Rows of box annotation data:
■ ■ ■ ■

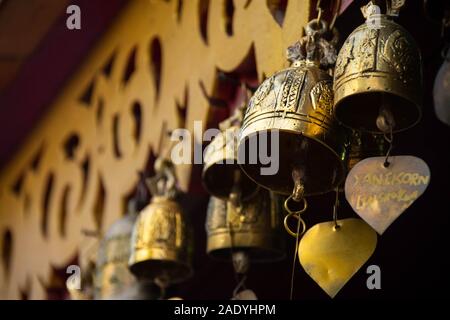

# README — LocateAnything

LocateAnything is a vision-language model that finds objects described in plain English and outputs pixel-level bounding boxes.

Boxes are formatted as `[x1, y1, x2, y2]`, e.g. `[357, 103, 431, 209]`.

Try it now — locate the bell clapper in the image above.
[333, 188, 341, 231]
[154, 272, 170, 300]
[231, 251, 250, 298]
[377, 104, 395, 168]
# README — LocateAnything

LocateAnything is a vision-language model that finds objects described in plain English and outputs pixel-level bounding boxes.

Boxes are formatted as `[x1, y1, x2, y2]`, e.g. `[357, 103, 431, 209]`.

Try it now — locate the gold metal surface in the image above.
[334, 3, 423, 132]
[202, 126, 258, 200]
[129, 158, 193, 288]
[298, 219, 377, 298]
[94, 199, 138, 300]
[206, 189, 285, 262]
[129, 196, 193, 283]
[345, 156, 430, 234]
[239, 23, 346, 196]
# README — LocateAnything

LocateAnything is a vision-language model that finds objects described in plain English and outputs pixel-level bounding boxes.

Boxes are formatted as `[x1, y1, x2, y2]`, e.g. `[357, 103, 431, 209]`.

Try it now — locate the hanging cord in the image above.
[333, 188, 341, 230]
[154, 274, 170, 300]
[284, 169, 308, 300]
[227, 169, 250, 298]
[383, 126, 394, 168]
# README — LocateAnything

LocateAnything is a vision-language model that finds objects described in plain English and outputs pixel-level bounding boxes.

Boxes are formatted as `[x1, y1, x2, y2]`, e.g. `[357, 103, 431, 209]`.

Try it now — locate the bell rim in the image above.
[128, 249, 194, 284]
[333, 89, 423, 134]
[238, 129, 346, 196]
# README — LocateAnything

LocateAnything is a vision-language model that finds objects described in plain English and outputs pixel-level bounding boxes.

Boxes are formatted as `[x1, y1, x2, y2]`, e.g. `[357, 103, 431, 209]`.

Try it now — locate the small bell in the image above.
[239, 20, 346, 196]
[95, 199, 142, 300]
[129, 158, 193, 288]
[433, 50, 450, 126]
[206, 189, 284, 262]
[334, 1, 423, 133]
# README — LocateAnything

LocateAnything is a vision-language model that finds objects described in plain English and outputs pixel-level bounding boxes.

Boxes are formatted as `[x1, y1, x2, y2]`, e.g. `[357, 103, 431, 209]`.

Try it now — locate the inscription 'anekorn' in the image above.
[354, 172, 430, 186]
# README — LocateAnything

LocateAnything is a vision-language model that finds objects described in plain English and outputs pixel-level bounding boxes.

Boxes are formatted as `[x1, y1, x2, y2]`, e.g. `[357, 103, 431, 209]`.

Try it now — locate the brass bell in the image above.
[334, 1, 422, 133]
[202, 114, 257, 199]
[206, 189, 285, 262]
[347, 131, 389, 172]
[129, 158, 193, 287]
[239, 20, 346, 196]
[95, 199, 138, 300]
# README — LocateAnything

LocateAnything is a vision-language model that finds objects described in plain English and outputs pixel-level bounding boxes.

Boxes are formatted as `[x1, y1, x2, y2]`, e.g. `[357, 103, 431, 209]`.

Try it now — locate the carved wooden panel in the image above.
[0, 0, 310, 299]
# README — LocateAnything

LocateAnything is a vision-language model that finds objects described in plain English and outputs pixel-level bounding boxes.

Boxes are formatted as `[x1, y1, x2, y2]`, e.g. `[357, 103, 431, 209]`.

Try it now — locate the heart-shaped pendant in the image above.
[345, 156, 430, 235]
[298, 218, 377, 298]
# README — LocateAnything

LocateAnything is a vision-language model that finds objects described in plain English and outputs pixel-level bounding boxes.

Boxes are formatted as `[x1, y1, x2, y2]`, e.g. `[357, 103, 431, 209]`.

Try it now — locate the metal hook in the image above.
[283, 195, 308, 238]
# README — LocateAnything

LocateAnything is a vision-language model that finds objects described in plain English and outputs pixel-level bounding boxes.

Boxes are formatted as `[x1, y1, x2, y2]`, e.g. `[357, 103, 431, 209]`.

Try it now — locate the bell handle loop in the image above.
[383, 126, 394, 168]
[283, 213, 306, 238]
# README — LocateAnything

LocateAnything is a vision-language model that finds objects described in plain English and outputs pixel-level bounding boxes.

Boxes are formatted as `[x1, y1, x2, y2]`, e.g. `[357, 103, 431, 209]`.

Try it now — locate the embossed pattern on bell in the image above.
[129, 196, 193, 284]
[239, 60, 347, 195]
[334, 14, 423, 132]
[206, 189, 285, 262]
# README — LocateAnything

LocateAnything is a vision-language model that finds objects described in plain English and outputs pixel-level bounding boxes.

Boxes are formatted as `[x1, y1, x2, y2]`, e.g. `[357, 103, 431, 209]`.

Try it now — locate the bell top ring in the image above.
[95, 199, 138, 300]
[334, 1, 422, 133]
[239, 20, 346, 196]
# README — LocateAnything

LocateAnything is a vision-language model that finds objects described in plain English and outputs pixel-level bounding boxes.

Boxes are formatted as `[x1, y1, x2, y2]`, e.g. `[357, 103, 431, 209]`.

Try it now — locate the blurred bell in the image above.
[347, 131, 389, 172]
[206, 189, 285, 262]
[95, 199, 138, 300]
[129, 158, 193, 286]
[239, 20, 346, 196]
[334, 1, 423, 133]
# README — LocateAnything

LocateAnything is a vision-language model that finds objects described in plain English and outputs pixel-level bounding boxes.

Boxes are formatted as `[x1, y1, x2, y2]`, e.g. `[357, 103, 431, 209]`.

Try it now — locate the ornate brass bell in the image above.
[95, 199, 138, 300]
[334, 1, 422, 133]
[129, 158, 193, 286]
[206, 189, 284, 262]
[239, 20, 346, 196]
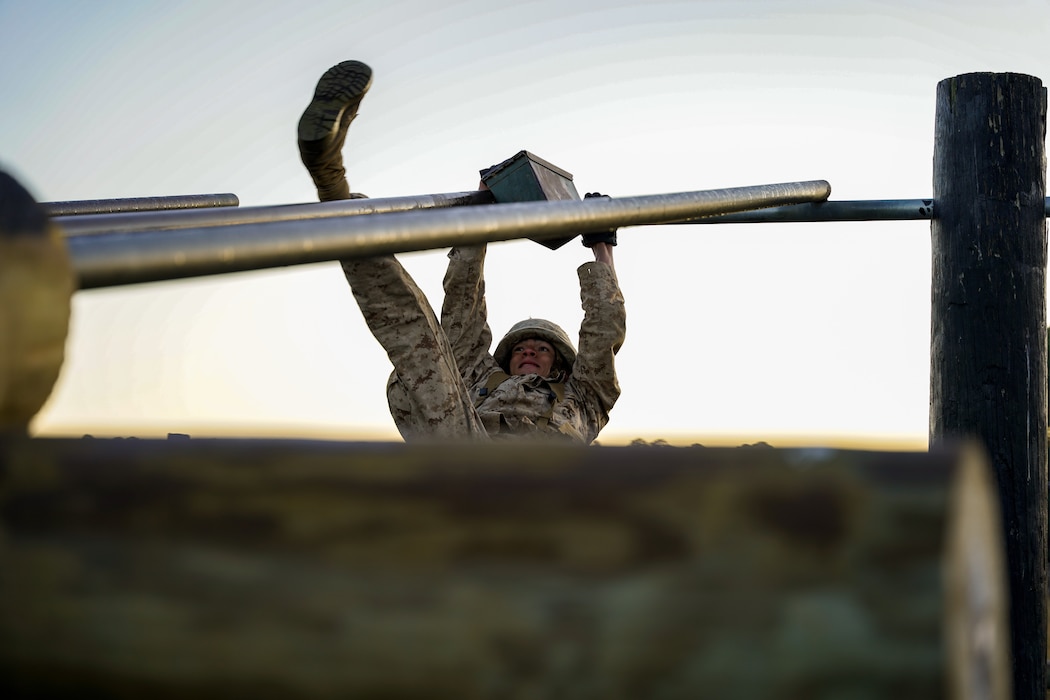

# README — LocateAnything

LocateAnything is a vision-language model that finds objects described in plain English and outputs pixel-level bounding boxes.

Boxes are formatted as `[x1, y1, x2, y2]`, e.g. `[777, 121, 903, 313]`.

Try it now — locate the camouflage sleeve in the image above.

■ ■ ■ ■

## DIRECTION
Which lines above contain the string "brass"? Gather and copy each of them in full, treating uppercase and lowercase as different.

## FULL ANSWER
Try it now — locate the brass bell in the image above.
Try it now — locate the ornate brass bell in the image above.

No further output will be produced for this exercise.